Unprocessed records
>>>>
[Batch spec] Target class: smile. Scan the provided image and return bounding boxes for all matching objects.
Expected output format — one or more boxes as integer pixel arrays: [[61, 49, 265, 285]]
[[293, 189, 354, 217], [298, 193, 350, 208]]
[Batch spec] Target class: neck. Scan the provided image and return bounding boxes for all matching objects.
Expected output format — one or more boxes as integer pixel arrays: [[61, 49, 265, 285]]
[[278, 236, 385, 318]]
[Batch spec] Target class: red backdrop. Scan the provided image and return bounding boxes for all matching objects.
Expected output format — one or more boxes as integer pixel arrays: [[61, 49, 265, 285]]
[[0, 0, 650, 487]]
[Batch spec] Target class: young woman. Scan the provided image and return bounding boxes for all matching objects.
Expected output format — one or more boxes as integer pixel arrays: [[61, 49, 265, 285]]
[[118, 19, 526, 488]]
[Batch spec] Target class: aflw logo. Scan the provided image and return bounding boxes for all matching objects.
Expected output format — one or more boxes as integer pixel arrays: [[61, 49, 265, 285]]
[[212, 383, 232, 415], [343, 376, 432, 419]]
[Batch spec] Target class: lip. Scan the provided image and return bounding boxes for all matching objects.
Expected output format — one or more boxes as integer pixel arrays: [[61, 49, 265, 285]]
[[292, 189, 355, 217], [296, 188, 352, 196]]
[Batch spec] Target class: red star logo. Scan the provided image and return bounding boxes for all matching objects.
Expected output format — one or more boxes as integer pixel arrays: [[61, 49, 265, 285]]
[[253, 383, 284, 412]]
<<<<
Rewrite the stretch from "[Batch spec] Target class: lip." through "[[292, 189, 355, 217], [296, 188, 352, 196]]", substituting "Examine" for "Scan" and leaving everything else unchanged.

# [THE ANSWER]
[Batch spec] Target class: lip. Examine the provided image and return bounding boxes for all matching objects.
Expected output format — one or more boxes as integer pixel arrays: [[61, 49, 265, 285]]
[[292, 189, 355, 217], [296, 188, 352, 196]]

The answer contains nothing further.